Excerpts of pointing data
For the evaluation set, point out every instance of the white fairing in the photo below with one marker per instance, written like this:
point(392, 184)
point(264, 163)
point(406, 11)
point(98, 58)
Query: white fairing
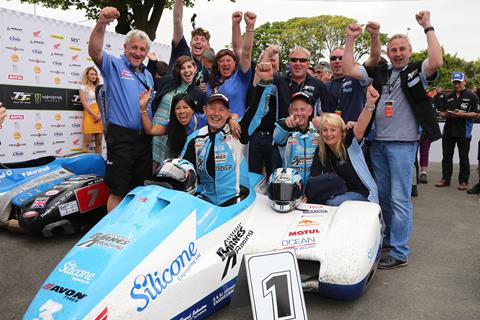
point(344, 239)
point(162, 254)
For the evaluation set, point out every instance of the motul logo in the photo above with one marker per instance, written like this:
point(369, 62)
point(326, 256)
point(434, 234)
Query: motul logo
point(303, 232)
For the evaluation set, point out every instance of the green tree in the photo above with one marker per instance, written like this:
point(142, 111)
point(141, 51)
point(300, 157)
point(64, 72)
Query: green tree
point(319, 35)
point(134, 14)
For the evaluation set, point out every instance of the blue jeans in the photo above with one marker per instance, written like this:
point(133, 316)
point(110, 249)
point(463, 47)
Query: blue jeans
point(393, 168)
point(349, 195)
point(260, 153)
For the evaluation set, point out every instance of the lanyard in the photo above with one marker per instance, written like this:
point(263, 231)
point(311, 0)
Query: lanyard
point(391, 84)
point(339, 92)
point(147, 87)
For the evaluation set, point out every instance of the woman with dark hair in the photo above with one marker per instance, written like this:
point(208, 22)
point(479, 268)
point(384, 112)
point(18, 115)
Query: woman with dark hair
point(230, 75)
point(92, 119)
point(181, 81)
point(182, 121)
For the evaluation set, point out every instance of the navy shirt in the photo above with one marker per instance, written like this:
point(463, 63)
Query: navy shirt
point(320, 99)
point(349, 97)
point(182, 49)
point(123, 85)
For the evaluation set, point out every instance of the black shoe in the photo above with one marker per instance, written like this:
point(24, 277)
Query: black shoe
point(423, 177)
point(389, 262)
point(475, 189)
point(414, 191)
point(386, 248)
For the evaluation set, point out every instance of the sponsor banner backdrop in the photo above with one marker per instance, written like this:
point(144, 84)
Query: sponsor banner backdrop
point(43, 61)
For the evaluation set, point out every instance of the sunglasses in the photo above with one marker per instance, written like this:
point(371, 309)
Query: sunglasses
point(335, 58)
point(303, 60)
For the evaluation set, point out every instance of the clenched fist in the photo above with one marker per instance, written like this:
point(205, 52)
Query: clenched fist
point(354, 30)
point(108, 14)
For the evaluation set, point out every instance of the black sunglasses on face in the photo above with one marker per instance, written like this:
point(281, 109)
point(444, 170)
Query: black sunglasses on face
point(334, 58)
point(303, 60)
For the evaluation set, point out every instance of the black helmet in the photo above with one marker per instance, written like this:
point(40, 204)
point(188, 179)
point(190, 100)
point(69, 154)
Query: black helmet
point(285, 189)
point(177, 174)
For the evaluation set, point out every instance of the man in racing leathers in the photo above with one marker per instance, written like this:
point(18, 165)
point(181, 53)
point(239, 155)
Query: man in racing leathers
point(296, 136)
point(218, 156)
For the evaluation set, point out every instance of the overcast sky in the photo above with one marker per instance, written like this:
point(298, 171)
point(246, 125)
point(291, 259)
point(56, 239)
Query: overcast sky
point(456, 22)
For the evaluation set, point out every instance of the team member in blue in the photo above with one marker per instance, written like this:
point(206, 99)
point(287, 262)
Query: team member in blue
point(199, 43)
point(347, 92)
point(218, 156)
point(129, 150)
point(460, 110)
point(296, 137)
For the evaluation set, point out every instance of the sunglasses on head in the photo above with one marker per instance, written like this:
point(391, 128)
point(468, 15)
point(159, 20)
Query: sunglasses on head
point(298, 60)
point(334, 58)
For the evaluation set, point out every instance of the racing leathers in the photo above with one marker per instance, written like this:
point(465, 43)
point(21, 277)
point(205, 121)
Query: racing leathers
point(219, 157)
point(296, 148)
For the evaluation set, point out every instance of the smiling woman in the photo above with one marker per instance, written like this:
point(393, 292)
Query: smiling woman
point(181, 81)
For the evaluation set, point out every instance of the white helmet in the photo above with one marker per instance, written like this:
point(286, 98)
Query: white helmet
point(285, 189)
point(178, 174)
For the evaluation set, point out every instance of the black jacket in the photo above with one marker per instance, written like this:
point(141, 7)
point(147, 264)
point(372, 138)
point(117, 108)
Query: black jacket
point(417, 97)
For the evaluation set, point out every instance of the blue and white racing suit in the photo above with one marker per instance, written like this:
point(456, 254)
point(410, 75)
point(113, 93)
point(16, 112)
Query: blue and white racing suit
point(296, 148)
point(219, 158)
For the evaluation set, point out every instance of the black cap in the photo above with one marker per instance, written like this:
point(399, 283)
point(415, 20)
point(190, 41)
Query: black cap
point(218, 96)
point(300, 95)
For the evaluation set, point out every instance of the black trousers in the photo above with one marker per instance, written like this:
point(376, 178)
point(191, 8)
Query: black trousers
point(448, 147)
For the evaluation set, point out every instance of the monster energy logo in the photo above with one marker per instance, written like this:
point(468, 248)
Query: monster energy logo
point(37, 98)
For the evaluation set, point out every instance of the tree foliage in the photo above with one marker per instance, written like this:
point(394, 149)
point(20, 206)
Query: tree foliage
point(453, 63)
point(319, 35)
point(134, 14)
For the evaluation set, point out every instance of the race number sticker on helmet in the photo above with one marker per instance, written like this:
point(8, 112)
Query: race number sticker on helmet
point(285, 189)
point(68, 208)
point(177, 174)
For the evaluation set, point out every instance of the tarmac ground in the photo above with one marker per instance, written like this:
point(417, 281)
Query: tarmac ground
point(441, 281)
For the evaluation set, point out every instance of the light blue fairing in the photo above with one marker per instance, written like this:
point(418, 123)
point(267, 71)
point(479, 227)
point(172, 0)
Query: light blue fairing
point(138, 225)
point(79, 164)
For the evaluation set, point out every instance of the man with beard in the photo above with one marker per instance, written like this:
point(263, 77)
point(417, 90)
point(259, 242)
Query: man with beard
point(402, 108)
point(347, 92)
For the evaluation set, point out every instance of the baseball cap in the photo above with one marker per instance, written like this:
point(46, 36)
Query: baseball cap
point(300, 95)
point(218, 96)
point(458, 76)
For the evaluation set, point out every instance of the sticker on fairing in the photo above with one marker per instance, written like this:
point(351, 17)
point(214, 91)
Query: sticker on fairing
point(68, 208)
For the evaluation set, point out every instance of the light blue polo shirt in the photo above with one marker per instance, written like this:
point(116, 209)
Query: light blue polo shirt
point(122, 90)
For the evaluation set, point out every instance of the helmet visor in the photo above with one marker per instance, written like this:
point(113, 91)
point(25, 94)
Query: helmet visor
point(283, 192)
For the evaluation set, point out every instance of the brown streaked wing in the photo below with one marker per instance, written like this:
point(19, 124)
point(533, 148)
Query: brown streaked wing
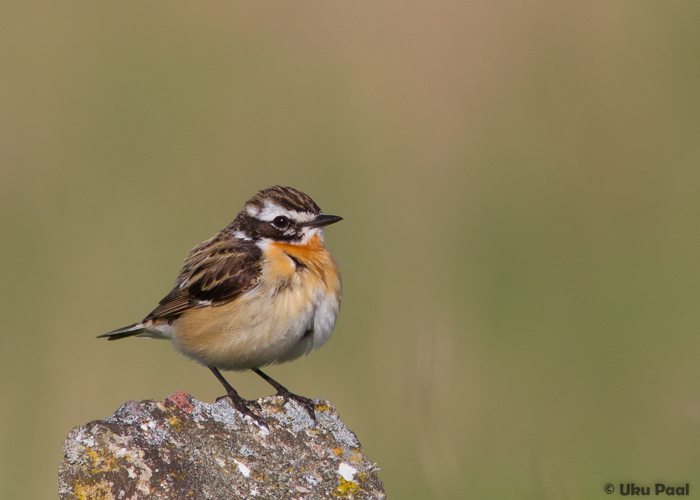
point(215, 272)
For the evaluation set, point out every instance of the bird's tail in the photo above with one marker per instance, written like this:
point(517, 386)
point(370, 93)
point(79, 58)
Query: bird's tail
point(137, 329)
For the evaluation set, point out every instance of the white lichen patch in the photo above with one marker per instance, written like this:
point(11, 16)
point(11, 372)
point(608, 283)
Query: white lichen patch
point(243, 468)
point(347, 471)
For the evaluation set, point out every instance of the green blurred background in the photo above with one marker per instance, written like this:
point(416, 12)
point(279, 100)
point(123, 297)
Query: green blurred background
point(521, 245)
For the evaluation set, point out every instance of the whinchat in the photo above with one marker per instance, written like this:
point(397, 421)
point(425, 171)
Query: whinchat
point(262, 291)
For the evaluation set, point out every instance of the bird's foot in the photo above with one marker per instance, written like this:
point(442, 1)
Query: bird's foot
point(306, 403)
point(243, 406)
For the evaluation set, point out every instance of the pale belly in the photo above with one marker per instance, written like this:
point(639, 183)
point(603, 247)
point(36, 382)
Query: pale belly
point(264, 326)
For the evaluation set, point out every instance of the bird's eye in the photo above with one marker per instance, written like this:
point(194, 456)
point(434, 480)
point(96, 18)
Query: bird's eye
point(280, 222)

AIM: Quote word for word the lines running from the line with "For the evaluation set, point out every instance of the team" up to and including the line with "point(296, 137)".

TASK RESULT:
For the evaluation set, point out every instance of the team member in blue in the photo above with one marker per instance, written like this:
point(206, 99)
point(287, 262)
Query: team member in blue
point(199, 43)
point(347, 92)
point(218, 156)
point(129, 150)
point(460, 110)
point(296, 137)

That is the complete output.